Moving now to our non-GAAP results, which exclude stock-based compensation expense and associated payroll taxes, acquisition-related expenses, net gains on strategic investments, and all associated tax effects.
Non-GAAP gross margin in Q1 was 79.3%, which was slightly lower than 80.5% in Q1 of last year, mainly due to our investments in AI innovation. In Q2, we will incur onetime investments to upgrade our data center backbone and expect gross margins to dip to 78% for the quarter. For the full year of FY '25, we continue to expect our gross margin to be approximately 79%.
Non-GAAP income from operations grew by 8% year-over-year to $457 million, exceeding the high end of our guidance of $415 million. This translates to a 40% non-GAAP operating margin for Q1, an improvement from 38.2% in Q1 of last year.
Non-GAAP diluted net income per share in Q1 was $1.35 on approximately 315 million non-GAAP diluted weighted average shares outstanding. This result was $0.15 above the high end of our guidance and $0.19 higher than Q1 of last year.
Turning to the balance sheet. Deferred revenue at the end of the period was $1.35 billion, down approximately 1% from Q1 of last year. This was roughly 3 percentage points higher than the range we provided last quarter, partially due to tightening up our discounting practices last year. For Q2, we expect deferred revenue to be up approximately 1% year-over-year.
Looking at both our billed and unbilled contracts, our RPO increased 5% year-over-year to approximately $3.67 billion. We expect to recognize approximately 59% of the total RPO as revenue over the next 12 months, consistent with Q1 of last year.
Operating cash flow in the quarter grew 41% year-over-year to $588 million. Free cash flow grew 44% year-over-year to $570 million. Our operating cash flow and free cash flow margins expanded to 51.5% and 49.9%, respectively. The sharp increase in our cash flow metrics was due to stronger collections, targeted expense management and higher interest income.
We ended the quarter with approximately $7.4 billion in cash, cash equivalents and marketable securities, excluding restricted cash.
Last quarter, we announced the authorization of a $1.5 billion share buyback plan. As of the end of Q1, we have repurchased $150 million of stock, representing 2.4 million shares.
Now turning to guidance. For Q2, we expect revenue to be in the range of $1.145 billion to $1.15 billion, representing approximately 1% year-over-year growth. We expect non-GAAP operating income to be in the range of $415 million to $420 million. Our outlook for non-GAAP earnings per share is $1.20 on to $1.21 based on approximately 316 million shares outstanding.
We are pleased to raise our top line and profitability outlook for the full year of FY '25. We now expect revenue to be in the range of $4.61 billion to $4.62 billion, which represents approximately 2% year-over-year growth. We still believe that Q2 will be the low point from a year-over-year growth perspective and for it to improve from there. We forecast our non-GAAP operating income to be in the range of $1.74 billion to $1.75 billion, representing an operating margin of 37.8% at the midpoint. Our outlook for non-GAAP earnings per share for FY '25 is $4.99 to $5.02 based on approximately 319 million shares outstanding.
══════════════════════════════
[Instruction 1] According to the earnings remarks, how much did free cash flow grow year-over-year in the quarter, and to what amount?

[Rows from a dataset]
══════════════════════════════
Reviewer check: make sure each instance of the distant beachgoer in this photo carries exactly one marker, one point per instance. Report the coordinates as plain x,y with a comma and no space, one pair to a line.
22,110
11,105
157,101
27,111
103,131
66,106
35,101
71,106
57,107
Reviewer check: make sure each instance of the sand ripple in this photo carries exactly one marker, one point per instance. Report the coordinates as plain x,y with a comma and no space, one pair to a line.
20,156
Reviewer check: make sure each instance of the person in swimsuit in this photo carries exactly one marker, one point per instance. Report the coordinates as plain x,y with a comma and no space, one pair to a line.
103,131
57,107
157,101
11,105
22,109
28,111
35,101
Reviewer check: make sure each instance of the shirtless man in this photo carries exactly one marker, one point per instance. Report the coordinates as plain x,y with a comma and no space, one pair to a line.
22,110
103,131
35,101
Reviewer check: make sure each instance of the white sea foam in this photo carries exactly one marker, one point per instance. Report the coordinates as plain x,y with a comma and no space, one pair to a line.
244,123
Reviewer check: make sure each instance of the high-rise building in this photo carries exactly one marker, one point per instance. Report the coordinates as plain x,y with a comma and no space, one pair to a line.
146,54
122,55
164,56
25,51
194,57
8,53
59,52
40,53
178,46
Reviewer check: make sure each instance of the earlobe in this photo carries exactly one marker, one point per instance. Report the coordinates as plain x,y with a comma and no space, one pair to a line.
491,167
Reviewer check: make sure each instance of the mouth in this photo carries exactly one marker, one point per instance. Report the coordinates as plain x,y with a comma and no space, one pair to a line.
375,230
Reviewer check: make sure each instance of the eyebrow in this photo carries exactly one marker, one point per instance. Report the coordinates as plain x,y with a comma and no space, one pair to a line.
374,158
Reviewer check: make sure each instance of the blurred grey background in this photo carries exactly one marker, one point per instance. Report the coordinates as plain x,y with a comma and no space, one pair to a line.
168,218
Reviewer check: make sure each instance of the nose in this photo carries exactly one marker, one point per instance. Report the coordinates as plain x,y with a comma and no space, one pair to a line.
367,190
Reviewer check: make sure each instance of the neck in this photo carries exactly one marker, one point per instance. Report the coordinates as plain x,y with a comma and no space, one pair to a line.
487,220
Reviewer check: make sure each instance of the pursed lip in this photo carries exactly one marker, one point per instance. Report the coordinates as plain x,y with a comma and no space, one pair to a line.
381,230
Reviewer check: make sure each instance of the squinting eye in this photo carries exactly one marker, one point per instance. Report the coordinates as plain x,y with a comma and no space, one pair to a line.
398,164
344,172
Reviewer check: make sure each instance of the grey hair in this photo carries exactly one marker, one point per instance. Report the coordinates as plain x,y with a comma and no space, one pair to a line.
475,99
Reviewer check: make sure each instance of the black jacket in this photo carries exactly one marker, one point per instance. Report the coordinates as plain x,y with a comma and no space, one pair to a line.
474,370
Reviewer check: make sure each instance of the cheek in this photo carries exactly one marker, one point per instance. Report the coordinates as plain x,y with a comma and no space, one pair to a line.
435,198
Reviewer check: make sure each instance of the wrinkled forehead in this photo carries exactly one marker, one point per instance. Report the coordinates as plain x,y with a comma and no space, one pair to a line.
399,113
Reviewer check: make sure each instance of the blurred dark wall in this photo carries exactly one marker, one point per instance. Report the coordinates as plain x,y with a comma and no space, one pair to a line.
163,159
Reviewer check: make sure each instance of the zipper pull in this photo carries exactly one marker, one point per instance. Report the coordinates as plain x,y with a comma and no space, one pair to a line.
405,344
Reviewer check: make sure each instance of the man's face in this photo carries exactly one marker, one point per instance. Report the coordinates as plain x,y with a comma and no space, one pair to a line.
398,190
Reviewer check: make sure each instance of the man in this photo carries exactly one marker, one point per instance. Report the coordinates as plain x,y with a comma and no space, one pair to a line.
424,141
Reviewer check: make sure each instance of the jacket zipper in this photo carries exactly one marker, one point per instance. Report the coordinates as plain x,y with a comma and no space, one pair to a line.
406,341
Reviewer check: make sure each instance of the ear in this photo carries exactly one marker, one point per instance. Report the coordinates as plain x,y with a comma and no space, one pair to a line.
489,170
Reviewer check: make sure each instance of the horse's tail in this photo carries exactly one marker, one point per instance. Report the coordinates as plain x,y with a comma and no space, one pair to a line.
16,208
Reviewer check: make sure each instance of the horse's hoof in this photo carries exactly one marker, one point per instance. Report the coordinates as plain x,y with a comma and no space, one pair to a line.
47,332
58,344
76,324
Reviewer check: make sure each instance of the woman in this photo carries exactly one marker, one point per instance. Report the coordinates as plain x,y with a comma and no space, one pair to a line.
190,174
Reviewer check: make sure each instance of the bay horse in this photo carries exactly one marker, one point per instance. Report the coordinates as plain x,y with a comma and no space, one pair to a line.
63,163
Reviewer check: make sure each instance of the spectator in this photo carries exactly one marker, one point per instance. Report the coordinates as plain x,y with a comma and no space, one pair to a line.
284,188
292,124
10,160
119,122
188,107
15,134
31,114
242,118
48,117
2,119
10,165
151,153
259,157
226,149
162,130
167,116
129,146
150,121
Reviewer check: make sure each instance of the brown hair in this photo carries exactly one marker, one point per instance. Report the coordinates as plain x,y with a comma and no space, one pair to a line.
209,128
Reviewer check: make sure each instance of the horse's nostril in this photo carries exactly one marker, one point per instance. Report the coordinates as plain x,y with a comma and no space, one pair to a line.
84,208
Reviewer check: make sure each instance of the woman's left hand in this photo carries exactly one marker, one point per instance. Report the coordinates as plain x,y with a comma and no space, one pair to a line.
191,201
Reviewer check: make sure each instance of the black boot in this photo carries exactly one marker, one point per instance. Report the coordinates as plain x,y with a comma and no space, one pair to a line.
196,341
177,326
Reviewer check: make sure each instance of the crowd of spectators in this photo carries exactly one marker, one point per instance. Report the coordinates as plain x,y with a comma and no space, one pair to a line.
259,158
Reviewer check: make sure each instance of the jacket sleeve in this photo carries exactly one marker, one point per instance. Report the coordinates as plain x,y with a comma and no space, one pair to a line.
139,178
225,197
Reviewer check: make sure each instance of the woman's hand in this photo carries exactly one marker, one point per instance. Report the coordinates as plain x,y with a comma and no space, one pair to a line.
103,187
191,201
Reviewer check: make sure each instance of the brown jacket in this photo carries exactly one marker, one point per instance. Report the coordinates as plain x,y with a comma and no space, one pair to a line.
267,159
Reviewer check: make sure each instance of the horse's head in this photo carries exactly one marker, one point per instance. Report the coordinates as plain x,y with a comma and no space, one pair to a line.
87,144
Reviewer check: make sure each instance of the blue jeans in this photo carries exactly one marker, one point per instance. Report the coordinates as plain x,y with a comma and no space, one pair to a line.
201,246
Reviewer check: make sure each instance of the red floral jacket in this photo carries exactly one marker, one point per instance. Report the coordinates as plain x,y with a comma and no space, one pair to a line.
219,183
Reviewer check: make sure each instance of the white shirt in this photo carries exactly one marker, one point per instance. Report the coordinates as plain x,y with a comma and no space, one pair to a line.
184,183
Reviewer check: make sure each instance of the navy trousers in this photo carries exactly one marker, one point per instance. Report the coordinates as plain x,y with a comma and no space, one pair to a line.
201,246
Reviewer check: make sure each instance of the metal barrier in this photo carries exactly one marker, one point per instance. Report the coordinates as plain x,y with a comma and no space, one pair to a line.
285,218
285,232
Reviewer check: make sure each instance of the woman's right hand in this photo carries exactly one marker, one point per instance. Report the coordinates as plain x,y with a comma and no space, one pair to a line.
══════════════════════════════
[Instruction 2] Turn the rows into a numbered list, starting at the line that has "Reviewer check: make sure each instance of the blue" and running through the last row, with blank lines left out.

[Solution 1] It grew 44% year-over-year to $570 million.

[Solution 2]
1. Reviewer check: make sure each instance of the blue jeans in this photo carries exactly one marker, one point per instance. Report the coordinates as plain x,y with a comma and no space, one pair to a line.
2. 201,246
3. Reviewer check: make sure each instance of the red floral jacket in this photo carries exactly one marker, one point per instance. Report the coordinates as plain x,y with a comma and no space, one pair to a line.
4. 219,183
5. Reviewer check: make sure each instance of the white shirt in this photo carries exactly one marker, one point per instance. Report the coordinates as plain x,y with a comma and no space, one pair to a line.
6. 184,183
7. Reviewer check: make sure each instance of the navy trousers in this photo carries exactly one marker, one point per instance. Report the coordinates as plain x,y with a comma and no space, one pair to a line.
8. 201,246
9. Reviewer check: make sure each instance of the metal barrier in this photo carries exactly one marker, one point per instance. Report the coordinates as plain x,y with a comma and no space, one pair to a line.
10. 285,218
11. 285,232
12. Reviewer check: make sure each instance of the woman's right hand in this photo carries exactly one marker, one point per instance. Report the coordinates as plain x,y with a comma and no space, one pair to a line.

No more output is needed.